**Short task**
Please transcribe the forum post on inserting a MySQL record below, from "[xx_princess_xx]" up to and including "function __construct()".

How to insert a record onto a mysql table

[xx_princess_xx]

I am trying to insert details from my form to my database and i keep getting an error saying cannot insert or update a child record,

 

<?php 
require("Config.php");
class properties
{

private $connection;
function __construct()

{
//Empty constructor
}

function insert_properties($Type,$Price,$Address,$Postcode,$Photo,$IsAvailable ,$Agent_ID)
{
//$esc_Properties_ID  = mysql_real_escape_string($Properties_ID , $this->connection);
$esc_Type = mysql_real_escape_string($Type, $this->connection);
$esc_Price = mysql_real_escape_string($Price, $this->connection);
$esc_Address = mysql_real_escape_string($Address, $this->connection);
$esc_Postcode = mysql_real_escape_string($Postcode, $this->connection);
$esc_Photo = mysql_real_escape_string($Photo, $this->connection);
$esc_IsAvailable = mysql_real_escape_string($IsAvailable, $this->connection);
$esc_Agent_ID = mysql_real_escape_string($Agent_ID, $this->connection);

$sql="insert into properties('',Type,Price,Address,Postcode,Photo,IsAvailable,Agent_ID)

values ('','{$esc_Type}','{$esc_Price}','{$esc_Address}','
{$esc_Postcode}','{$esc_Photo}','{$esc_IsAvailable}','{Agent_ID}')";

$result=mysql_query($sql, $this->connection);
if(!$result)

**Dataset content**

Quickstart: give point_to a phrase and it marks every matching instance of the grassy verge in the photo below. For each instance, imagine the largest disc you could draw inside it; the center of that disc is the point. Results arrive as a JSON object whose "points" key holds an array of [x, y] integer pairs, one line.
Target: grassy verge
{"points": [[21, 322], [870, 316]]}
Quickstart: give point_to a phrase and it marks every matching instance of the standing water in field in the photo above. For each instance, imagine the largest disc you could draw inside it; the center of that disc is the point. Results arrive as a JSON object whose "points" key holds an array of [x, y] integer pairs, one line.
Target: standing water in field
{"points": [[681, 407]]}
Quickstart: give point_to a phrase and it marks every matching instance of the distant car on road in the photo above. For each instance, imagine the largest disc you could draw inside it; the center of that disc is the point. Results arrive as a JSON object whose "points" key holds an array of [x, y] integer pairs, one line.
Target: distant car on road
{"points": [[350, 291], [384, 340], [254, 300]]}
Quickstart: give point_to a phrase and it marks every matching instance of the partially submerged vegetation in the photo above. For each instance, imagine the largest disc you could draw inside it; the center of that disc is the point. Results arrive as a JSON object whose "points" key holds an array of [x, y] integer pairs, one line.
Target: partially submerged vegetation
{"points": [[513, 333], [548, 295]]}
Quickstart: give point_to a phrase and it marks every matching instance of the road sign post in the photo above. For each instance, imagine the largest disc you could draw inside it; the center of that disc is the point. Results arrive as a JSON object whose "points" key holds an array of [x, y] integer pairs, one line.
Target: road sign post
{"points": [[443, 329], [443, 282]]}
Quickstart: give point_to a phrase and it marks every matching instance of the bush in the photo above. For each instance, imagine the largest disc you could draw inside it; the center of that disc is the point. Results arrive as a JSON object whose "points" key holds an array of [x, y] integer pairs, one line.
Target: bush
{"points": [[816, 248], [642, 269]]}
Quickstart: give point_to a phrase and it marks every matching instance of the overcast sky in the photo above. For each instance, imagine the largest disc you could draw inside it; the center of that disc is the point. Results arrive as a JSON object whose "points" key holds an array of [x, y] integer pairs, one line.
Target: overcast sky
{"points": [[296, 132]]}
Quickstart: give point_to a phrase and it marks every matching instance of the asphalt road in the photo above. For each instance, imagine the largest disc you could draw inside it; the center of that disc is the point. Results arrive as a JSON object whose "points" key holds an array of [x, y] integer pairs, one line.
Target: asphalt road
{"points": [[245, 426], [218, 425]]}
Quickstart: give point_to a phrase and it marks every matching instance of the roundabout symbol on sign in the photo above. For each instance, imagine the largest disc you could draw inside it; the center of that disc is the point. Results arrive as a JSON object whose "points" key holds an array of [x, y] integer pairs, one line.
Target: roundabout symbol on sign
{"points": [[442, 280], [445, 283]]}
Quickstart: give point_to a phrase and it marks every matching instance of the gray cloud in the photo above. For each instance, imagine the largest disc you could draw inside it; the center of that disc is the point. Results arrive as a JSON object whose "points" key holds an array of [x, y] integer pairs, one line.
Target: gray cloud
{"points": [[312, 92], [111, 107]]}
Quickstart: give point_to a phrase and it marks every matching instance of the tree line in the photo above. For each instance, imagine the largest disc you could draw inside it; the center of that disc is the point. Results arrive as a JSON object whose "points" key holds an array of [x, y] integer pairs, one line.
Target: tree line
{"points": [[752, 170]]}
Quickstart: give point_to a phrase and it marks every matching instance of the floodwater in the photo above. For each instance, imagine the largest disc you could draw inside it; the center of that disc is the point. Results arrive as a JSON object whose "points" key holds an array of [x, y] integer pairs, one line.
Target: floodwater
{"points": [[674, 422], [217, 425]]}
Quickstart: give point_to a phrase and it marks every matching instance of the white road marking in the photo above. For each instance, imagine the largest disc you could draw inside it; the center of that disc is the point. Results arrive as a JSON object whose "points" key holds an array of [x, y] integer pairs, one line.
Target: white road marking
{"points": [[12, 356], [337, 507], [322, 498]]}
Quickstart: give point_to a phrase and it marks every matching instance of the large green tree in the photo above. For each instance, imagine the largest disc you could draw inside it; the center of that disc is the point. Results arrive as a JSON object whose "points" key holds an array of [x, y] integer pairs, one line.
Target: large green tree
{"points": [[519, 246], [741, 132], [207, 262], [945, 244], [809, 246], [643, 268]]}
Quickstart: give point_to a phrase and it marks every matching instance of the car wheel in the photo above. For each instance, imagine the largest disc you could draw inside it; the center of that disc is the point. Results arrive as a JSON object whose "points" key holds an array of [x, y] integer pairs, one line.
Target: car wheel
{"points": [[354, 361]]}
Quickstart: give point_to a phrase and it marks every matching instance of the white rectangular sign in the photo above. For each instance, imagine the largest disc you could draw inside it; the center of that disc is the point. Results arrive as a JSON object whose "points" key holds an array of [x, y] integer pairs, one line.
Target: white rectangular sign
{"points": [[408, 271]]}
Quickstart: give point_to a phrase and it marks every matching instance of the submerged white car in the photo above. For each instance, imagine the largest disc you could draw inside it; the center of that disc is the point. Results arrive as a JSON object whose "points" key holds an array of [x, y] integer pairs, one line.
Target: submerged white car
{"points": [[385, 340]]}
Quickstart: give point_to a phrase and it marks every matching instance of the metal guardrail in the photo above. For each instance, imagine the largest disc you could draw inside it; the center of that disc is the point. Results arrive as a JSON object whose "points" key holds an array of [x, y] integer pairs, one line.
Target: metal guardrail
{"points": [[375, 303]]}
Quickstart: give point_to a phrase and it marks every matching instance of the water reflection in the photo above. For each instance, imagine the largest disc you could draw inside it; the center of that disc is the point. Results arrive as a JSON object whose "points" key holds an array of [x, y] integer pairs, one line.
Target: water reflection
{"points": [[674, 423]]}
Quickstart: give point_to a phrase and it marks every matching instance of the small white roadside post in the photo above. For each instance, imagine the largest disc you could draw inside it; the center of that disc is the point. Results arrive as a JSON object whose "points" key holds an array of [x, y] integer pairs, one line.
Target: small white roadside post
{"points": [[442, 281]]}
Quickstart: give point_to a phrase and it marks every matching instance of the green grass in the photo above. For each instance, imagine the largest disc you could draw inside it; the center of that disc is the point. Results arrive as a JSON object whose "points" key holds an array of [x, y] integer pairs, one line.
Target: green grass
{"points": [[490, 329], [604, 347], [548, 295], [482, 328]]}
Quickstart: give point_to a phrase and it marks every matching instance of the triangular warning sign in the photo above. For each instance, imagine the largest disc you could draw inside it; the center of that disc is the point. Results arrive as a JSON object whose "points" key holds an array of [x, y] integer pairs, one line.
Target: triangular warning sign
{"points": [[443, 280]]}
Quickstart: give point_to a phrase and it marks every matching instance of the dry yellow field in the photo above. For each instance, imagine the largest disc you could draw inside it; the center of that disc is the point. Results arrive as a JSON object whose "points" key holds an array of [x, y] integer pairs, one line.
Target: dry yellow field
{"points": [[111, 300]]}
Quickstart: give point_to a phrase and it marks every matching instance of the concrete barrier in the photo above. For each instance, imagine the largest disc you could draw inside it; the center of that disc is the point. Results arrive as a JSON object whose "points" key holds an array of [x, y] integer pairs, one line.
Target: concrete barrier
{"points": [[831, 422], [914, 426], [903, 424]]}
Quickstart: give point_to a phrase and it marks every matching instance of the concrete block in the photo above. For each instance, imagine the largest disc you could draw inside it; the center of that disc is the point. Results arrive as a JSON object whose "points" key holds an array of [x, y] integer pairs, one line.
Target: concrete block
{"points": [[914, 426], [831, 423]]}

**Solution for this problem**
[xx_princess_xx]

I am trying to insert details from my form to my database and i keep getting an error saying cannot insert or update a child record,

 

<?php 
require("Config.php");
class properties
{

private $connection;
function __construct()